(WHAT YOU NEED TO DO) Find and copy the lines in the records beneath this task that contain the word "monument".

(EXERCISE INPUT)
________________________
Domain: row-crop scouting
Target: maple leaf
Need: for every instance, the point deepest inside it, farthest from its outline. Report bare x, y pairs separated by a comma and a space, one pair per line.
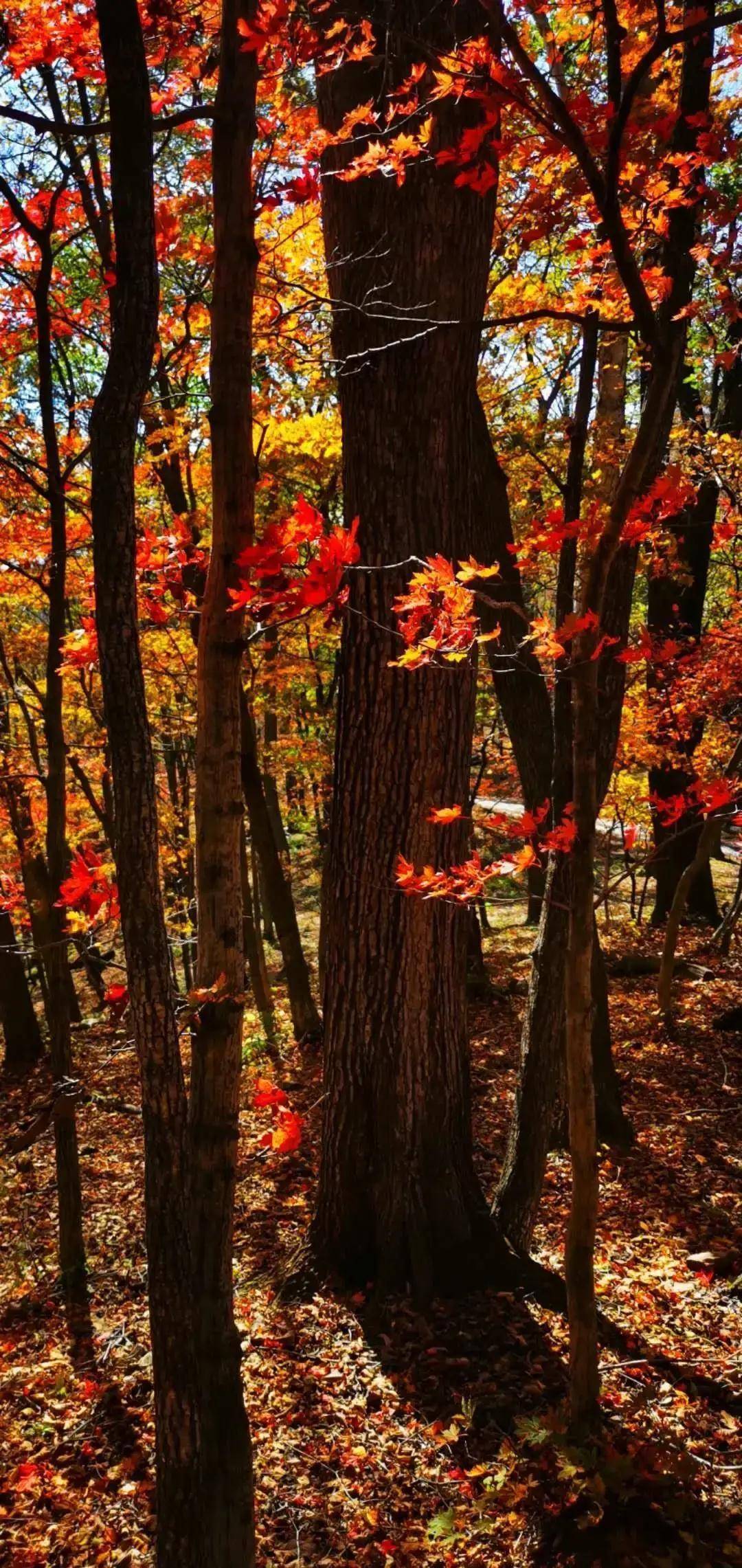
________________________
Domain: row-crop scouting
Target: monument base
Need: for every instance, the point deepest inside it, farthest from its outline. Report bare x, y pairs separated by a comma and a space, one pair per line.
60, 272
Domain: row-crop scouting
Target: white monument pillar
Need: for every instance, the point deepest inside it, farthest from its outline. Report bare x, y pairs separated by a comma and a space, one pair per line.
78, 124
________________________
(REPLY TO THE EXERCISE)
Target: monument base
Target: white monument pillar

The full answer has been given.